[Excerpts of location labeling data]
-=-=-

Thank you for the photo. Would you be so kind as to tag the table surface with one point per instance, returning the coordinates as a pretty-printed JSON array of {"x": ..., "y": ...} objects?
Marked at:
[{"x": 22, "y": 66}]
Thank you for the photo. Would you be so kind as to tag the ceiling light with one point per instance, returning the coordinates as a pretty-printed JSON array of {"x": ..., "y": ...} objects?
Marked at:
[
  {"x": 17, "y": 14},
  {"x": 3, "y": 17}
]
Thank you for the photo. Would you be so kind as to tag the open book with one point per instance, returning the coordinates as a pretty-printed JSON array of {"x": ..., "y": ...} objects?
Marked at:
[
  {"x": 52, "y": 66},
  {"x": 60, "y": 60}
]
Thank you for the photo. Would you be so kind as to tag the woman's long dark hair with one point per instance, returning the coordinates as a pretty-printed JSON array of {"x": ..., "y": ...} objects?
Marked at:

-=-=-

Task statement: Return every one of the lines above, unchanged and in their original order.

The response:
Thank you for the photo. Would you be so kind as to tag the table surface with one point per instance, returning the coordinates as a pretty-printed JSON array of {"x": ..., "y": ...} objects?
Marked at:
[{"x": 22, "y": 66}]
Thank you for the photo. Would you be so kind as to tag the ceiling light with one point per instance, returning the coordinates as a pretty-printed JSON array of {"x": ..., "y": ...} objects?
Marked at:
[
  {"x": 17, "y": 14},
  {"x": 3, "y": 17}
]
Thank you for the photo. Would you be so kind as to tag the open book with one point per instance, returning the coordinates as a pretty-printed JSON array of {"x": ..., "y": ...} objects?
Marked at:
[
  {"x": 52, "y": 66},
  {"x": 60, "y": 60}
]
Thank you for the photo. Would you be so kind as to tag the woman's long dark hair with one point per instance, returning the coordinates as a pretty-printed JSON array of {"x": ..., "y": ...} objects?
Marked at:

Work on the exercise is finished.